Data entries
----
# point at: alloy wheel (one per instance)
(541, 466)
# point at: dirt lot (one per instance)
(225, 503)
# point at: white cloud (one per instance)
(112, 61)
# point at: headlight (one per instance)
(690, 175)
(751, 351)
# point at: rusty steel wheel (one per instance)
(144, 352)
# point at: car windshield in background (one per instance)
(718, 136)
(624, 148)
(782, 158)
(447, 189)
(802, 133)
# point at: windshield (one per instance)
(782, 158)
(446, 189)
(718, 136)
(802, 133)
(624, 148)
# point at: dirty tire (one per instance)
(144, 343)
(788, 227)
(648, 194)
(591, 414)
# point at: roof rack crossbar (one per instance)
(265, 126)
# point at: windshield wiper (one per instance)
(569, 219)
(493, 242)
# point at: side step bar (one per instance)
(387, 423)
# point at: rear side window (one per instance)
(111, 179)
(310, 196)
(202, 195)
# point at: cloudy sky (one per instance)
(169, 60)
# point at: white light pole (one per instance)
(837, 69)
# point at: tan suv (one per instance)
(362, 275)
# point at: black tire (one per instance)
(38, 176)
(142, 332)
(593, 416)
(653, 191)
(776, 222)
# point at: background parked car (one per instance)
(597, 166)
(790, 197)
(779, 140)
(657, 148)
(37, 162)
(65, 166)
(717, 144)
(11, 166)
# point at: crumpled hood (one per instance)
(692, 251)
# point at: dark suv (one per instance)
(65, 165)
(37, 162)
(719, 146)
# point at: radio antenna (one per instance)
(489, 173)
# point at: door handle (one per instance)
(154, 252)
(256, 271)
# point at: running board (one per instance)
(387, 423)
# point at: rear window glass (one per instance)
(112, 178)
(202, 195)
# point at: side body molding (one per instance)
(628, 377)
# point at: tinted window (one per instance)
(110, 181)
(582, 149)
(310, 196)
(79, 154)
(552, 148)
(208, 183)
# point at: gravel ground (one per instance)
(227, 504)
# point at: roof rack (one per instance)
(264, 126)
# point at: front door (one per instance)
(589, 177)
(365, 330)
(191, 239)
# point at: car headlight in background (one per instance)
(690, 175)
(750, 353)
----
— WHAT YOU WILL DO —
Copy the records exactly as they appear, beginning with the line that contains "# point at: gravel ground (one per instance)" and continuing through the last line of the records.

— WORKED SOLUTION —
# point at: gravel ground (one per instance)
(227, 504)
# point at: roof rack (one per instance)
(264, 126)
# point at: front door (one per instance)
(589, 177)
(365, 330)
(191, 239)
# point at: car headlight in background (one per instance)
(690, 175)
(750, 353)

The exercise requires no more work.